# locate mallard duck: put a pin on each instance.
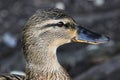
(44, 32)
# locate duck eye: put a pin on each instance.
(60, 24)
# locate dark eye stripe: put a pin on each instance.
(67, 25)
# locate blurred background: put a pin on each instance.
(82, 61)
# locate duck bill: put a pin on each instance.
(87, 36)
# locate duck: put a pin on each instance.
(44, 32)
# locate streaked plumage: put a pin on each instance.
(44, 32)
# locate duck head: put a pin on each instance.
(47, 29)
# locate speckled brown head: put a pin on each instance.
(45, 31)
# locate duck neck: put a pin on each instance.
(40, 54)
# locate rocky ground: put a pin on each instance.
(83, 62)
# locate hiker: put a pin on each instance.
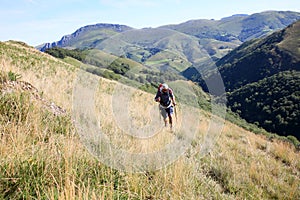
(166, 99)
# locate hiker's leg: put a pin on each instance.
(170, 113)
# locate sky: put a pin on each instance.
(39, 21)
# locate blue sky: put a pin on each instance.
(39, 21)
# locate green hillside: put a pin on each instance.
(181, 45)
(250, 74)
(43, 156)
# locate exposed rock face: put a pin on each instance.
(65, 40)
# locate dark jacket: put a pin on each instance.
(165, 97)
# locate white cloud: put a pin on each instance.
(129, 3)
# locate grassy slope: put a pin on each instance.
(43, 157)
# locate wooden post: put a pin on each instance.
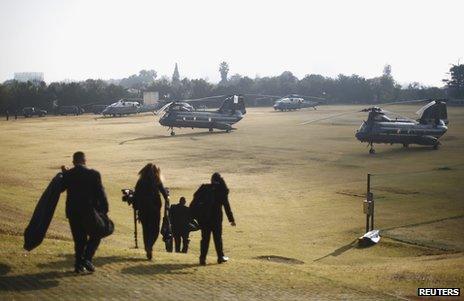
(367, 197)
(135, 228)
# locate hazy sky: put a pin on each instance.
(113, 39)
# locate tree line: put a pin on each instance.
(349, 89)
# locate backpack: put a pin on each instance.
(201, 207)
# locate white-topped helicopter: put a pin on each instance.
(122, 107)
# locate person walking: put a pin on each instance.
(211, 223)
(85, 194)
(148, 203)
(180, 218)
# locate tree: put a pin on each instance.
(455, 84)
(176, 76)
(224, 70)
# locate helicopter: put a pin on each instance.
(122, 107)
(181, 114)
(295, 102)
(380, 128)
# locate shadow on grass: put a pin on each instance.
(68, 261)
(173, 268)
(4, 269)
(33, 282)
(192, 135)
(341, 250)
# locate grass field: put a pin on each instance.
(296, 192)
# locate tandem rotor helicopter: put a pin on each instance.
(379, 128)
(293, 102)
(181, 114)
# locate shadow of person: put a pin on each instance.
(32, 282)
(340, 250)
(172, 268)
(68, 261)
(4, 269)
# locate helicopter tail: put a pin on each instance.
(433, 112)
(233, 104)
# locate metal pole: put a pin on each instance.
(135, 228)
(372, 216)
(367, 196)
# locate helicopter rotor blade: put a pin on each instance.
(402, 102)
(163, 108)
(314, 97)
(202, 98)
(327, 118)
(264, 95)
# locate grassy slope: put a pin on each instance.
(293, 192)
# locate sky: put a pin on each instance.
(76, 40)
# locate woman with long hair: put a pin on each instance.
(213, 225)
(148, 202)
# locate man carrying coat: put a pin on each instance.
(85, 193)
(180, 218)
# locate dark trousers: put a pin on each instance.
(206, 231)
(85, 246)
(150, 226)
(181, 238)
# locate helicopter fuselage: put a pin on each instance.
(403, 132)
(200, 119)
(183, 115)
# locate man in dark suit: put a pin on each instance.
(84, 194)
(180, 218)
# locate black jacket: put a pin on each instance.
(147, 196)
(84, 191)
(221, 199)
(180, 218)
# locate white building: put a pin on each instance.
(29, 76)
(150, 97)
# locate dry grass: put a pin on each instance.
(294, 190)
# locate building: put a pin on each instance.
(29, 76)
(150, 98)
****
» **Given task**: Can you revise the data above by changing every "put a pin" to "place a marker", leaving everything else unchanged and the pictures out?

» **Finished answer**:
# locate mallard duck: place a marker on each instance.
(44, 32)
# locate duck eye: place a marker on each instance.
(60, 24)
# locate dark eye stripe: place a marker on each instance.
(67, 25)
# locate blurred background: place a marker on each instance.
(82, 61)
# locate duck bill: place a marker on each instance.
(87, 36)
# locate duck: place a marker on each instance.
(44, 32)
# locate streaked plumage: place a marker on each instance.
(44, 32)
# locate duck head: place a marker on each instance.
(47, 29)
# locate speckled brown head: place a marker on each instance.
(45, 31)
# locate duck neck: place a marker on each instance.
(40, 54)
# locate rocky ground: place a marker on each instance.
(83, 62)
# locate hiker: place a marker on each instance.
(166, 99)
# locate hiker's leg: place a marker on each instance.
(170, 113)
# locate sky: place a marker on each instance.
(39, 21)
# locate blue sky: place a marker on each instance.
(39, 21)
# locate green hillside: place a marker on each instance.
(181, 45)
(250, 74)
(43, 156)
# locate exposed rock face: place a marker on each instance.
(65, 40)
# locate dark jacket: place a marker on each instance.
(165, 97)
# locate white cloud: place a marker on each instance.
(129, 3)
# locate grassy slope: place a marker on each instance.
(43, 157)
# locate wooden post: place a marker on each instance.
(367, 197)
(135, 228)
# locate hazy sky: place a marker on each instance.
(113, 39)
# locate tree line: place a marker on each instance.
(349, 89)
# locate backpack: place a marker on each instance.
(201, 207)
# locate white-topped helicopter: place a marker on each instance.
(122, 107)
# locate person walking: place a marker on each instance.
(211, 223)
(85, 194)
(148, 203)
(180, 218)
# locate tree: place a marker on each instance.
(455, 84)
(176, 76)
(224, 70)
# locate helicopter: place a marker on each instance.
(122, 107)
(181, 114)
(295, 102)
(380, 128)
# locate shadow on grass: place a marker on each instance.
(68, 261)
(173, 268)
(4, 269)
(33, 282)
(192, 135)
(341, 250)
# locate grass field: place a marker on each instance.
(296, 192)
# locate tandem rotor helicopter: place a marker on each instance.
(379, 128)
(293, 102)
(181, 114)
# locate shadow of person: place a marker on each instance.
(32, 282)
(340, 250)
(172, 268)
(68, 261)
(4, 269)
# locate helicopter tail: place a marker on each instance.
(433, 112)
(233, 104)
# locate metal pole: place a marker on each instance.
(135, 228)
(372, 216)
(367, 196)
# locate helicopter rotor blade: place a marker on each instance.
(402, 102)
(163, 108)
(314, 97)
(202, 98)
(327, 118)
(264, 95)
# locate grassy slope: place a marker on each instance.
(293, 192)
# locate sky: place a marker on each instance.
(76, 40)
# locate woman with long hair: place a marker on each instance.
(213, 225)
(148, 202)
# locate man carrying coat: place a marker on each instance.
(85, 193)
(180, 218)
# locate dark trousers: place a marker on each instance.
(206, 231)
(85, 246)
(150, 226)
(181, 238)
# locate helicopter fuselage: place a marker on each instance.
(403, 132)
(200, 119)
(183, 115)
# locate man in dark suit: place a marker on each instance.
(84, 194)
(180, 218)
# locate black jacket: place a marker on each instance.
(147, 196)
(84, 191)
(221, 199)
(180, 218)
# locate white building: place a marker on each instance.
(29, 76)
(150, 97)
# locate dry grass: place a marker on each instance.
(294, 190)
# locate building: place a marker on each instance.
(29, 76)
(150, 98)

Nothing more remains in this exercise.